**ABOUT THIS EXERCISE**
Repeat exactly the lines from the one containing "bush. Tag each instance with a single point." through the last line of the records below, both included, and nothing else.

[Dataset entries]

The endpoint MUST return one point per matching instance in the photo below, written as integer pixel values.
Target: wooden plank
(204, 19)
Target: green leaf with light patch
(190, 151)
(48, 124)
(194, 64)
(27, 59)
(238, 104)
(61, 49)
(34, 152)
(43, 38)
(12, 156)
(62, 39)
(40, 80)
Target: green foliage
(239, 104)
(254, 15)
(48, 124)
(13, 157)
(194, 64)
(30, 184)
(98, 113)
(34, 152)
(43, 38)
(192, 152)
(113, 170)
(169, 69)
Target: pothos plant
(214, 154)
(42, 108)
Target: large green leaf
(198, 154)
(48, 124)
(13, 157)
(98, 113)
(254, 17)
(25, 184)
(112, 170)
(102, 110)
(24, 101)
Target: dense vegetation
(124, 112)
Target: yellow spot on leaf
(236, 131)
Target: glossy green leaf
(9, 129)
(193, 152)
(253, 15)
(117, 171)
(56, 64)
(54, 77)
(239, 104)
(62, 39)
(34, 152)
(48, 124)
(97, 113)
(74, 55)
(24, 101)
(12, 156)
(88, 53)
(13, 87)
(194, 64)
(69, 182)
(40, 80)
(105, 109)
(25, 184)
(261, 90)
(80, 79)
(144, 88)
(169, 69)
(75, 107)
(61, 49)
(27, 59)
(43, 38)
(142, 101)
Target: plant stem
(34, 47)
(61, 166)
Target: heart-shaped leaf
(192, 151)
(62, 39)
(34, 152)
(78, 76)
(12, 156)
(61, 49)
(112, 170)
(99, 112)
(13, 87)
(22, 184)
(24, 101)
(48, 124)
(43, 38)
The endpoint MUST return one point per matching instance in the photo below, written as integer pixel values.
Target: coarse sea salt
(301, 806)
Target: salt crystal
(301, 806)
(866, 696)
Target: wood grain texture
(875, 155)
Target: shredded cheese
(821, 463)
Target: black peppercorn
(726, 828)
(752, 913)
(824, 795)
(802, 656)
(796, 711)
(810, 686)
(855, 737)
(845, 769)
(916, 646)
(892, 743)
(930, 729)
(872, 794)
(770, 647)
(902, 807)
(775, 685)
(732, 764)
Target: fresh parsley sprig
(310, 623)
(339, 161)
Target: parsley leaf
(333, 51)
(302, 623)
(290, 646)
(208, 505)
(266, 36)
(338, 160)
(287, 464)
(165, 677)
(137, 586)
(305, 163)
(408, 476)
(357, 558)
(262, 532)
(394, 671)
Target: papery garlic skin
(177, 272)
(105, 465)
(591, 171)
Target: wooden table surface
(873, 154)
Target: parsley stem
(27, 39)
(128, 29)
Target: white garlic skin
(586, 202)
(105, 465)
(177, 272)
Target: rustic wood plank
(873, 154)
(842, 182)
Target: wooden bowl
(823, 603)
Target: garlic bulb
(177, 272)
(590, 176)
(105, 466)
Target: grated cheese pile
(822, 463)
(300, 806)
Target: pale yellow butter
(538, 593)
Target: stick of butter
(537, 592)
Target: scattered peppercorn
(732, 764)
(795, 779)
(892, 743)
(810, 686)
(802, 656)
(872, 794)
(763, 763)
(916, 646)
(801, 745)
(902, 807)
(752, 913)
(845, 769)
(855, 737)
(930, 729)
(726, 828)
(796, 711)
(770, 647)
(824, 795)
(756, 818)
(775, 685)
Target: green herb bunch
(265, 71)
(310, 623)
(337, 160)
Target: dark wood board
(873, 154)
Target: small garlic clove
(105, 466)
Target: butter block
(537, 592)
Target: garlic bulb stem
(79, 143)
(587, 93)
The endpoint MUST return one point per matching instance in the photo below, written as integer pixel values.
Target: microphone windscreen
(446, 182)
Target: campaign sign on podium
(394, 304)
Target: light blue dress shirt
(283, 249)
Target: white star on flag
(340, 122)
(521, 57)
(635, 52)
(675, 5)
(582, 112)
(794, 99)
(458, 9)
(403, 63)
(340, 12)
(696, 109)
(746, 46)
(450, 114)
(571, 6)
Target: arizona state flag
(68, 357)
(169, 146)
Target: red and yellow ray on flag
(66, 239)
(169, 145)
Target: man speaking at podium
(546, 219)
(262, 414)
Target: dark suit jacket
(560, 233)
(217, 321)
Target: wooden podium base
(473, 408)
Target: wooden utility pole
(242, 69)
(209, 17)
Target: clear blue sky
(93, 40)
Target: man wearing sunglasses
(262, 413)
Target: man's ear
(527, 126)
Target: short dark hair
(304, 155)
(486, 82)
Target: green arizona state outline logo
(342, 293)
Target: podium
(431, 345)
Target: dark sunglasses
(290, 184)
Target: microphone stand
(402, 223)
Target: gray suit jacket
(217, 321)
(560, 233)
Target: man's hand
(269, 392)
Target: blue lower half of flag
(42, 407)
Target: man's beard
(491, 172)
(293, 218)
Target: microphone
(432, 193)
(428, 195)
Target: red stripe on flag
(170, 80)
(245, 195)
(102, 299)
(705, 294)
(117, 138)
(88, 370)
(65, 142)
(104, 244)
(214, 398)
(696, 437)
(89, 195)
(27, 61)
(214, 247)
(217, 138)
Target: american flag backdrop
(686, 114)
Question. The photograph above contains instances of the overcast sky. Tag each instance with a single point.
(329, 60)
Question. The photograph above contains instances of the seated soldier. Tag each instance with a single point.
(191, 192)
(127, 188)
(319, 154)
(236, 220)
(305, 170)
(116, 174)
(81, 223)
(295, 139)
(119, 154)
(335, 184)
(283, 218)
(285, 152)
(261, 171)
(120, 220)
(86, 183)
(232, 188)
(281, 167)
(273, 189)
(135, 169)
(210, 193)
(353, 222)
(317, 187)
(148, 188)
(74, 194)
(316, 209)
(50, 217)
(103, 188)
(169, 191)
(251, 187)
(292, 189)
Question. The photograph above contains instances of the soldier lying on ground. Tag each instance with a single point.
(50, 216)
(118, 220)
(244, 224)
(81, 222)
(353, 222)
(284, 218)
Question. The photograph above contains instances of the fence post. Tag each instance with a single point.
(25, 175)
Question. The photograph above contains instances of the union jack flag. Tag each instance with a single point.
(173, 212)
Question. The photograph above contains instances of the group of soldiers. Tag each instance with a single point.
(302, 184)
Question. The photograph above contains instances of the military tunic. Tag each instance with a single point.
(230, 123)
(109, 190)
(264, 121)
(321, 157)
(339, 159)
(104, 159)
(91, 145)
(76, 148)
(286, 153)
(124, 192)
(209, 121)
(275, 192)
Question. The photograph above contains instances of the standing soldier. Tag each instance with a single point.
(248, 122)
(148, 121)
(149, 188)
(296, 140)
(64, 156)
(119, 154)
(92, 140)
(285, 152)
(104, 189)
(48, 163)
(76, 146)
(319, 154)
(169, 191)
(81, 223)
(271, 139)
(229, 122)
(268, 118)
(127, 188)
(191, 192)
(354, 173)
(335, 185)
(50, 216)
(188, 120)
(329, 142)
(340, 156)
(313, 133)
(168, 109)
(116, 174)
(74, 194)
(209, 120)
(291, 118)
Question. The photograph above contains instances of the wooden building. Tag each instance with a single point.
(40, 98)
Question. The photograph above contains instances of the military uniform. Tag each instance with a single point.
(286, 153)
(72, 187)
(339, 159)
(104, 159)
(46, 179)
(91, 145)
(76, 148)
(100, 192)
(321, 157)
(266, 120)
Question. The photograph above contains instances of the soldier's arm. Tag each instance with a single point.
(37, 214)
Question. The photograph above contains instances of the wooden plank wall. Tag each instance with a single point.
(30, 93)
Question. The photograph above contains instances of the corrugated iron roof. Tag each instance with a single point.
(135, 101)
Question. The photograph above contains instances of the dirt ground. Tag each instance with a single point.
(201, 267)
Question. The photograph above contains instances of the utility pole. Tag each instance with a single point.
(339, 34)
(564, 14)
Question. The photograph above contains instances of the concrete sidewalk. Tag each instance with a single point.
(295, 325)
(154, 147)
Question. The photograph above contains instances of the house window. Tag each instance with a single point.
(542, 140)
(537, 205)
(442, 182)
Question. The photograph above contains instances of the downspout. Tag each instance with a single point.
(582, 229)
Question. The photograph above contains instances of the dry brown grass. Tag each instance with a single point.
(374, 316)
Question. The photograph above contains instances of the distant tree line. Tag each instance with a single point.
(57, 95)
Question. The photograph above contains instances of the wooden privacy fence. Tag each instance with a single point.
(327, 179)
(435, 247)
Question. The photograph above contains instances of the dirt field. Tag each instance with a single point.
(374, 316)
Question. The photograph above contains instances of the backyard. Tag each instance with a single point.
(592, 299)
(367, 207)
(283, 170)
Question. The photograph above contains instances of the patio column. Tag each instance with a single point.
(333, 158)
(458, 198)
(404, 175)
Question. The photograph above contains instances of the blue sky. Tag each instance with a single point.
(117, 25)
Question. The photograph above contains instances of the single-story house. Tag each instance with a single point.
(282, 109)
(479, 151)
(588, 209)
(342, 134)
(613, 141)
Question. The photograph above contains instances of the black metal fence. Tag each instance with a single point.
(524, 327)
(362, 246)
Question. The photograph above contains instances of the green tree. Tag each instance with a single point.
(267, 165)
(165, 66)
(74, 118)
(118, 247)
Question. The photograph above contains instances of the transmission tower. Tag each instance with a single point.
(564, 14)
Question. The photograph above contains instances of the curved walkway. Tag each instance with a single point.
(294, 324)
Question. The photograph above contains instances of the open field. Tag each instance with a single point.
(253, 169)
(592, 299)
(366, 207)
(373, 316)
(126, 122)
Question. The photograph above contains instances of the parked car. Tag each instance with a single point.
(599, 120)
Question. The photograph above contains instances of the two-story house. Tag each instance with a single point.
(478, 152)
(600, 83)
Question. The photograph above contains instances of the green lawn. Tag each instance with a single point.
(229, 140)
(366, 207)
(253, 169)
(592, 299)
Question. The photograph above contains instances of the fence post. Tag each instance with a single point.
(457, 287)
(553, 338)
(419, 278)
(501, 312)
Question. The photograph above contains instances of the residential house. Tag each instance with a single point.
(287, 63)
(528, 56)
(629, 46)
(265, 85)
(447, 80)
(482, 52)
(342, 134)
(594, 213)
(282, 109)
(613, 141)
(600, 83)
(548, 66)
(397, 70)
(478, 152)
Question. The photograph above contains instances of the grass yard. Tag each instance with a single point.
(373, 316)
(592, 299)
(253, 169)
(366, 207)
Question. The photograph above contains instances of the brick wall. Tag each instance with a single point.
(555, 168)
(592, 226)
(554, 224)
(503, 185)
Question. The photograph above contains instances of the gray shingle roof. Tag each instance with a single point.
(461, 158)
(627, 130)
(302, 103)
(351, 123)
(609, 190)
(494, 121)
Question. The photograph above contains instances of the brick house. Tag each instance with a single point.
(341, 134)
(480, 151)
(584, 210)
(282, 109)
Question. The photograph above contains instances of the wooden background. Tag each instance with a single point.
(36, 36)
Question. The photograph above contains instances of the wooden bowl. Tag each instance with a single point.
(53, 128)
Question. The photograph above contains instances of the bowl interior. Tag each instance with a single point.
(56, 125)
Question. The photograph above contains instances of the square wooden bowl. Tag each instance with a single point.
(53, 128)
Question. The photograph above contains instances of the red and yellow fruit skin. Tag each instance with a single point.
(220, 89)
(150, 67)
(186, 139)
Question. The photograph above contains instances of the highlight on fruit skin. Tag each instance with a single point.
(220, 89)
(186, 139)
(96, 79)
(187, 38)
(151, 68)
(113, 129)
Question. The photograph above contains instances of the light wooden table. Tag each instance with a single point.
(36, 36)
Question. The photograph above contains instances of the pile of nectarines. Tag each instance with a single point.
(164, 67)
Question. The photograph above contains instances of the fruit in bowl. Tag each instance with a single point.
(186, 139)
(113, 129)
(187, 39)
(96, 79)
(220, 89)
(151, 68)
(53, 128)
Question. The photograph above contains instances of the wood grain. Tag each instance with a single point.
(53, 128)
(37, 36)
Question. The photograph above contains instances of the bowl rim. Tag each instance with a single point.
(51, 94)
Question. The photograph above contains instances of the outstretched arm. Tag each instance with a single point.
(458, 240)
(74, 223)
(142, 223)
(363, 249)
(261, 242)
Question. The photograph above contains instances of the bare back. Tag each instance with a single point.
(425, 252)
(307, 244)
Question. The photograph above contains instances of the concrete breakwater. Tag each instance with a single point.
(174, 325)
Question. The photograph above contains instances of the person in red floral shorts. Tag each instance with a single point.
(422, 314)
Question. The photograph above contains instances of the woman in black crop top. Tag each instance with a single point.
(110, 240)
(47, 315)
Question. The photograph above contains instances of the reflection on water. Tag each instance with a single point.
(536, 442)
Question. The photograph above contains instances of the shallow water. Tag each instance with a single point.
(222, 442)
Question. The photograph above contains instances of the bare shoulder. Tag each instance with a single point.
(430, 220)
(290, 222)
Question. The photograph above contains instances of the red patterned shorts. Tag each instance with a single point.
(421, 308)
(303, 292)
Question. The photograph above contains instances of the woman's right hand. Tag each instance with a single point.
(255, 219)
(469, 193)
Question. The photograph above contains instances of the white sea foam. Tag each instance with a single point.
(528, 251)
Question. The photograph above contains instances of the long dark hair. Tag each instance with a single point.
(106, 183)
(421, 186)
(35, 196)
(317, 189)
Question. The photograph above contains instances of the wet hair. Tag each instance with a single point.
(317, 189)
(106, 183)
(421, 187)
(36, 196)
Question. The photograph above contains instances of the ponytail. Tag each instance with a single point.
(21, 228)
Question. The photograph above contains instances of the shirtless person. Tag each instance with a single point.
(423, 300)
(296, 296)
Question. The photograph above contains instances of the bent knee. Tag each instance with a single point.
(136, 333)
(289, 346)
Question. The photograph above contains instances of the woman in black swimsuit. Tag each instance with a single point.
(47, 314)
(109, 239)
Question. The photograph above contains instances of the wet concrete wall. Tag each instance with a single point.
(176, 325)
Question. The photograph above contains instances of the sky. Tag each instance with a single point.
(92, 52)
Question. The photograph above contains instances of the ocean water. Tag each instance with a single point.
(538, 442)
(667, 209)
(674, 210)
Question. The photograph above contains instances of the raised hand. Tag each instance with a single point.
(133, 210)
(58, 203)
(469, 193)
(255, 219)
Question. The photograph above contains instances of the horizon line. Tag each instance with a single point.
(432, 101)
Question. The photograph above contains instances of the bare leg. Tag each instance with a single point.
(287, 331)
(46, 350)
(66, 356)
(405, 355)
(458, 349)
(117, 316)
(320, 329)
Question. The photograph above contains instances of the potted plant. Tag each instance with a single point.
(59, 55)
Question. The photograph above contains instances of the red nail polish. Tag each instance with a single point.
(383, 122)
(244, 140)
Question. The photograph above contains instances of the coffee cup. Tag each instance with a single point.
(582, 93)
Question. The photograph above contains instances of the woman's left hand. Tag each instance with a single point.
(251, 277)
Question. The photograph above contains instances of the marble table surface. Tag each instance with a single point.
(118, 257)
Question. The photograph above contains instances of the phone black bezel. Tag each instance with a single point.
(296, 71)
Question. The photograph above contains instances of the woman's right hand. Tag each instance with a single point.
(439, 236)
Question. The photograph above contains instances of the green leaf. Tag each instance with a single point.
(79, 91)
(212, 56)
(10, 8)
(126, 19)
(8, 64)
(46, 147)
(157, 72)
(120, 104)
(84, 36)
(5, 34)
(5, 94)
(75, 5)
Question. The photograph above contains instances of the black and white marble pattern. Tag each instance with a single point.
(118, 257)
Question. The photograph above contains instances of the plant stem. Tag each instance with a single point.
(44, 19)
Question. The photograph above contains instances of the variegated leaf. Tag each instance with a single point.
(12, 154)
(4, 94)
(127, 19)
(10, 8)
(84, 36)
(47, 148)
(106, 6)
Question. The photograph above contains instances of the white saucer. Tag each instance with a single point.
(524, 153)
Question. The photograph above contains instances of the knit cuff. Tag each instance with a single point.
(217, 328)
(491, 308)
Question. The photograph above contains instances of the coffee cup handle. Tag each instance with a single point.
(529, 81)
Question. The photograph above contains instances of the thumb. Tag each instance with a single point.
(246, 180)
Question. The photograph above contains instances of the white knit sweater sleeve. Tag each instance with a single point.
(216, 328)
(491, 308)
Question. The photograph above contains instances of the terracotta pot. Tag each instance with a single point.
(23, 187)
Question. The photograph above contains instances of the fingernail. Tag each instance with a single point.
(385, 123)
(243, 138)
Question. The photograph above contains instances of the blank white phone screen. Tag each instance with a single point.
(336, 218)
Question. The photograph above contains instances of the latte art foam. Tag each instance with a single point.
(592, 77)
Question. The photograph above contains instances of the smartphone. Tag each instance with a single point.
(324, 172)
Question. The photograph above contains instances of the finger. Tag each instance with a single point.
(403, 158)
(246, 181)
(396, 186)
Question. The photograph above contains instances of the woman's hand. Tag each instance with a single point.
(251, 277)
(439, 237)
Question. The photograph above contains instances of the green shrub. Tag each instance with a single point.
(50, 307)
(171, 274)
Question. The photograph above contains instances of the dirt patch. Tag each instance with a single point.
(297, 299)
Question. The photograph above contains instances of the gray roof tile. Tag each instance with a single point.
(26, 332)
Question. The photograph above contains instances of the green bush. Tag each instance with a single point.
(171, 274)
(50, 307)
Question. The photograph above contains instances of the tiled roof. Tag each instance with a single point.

**RESPONSE BELOW**
Question. The photograph above contains instances of the green bush. Tag each instance with a single point.
(171, 274)
(50, 307)
Question. The photograph above contains instances of the tiled roof. Tag each instance with a single point.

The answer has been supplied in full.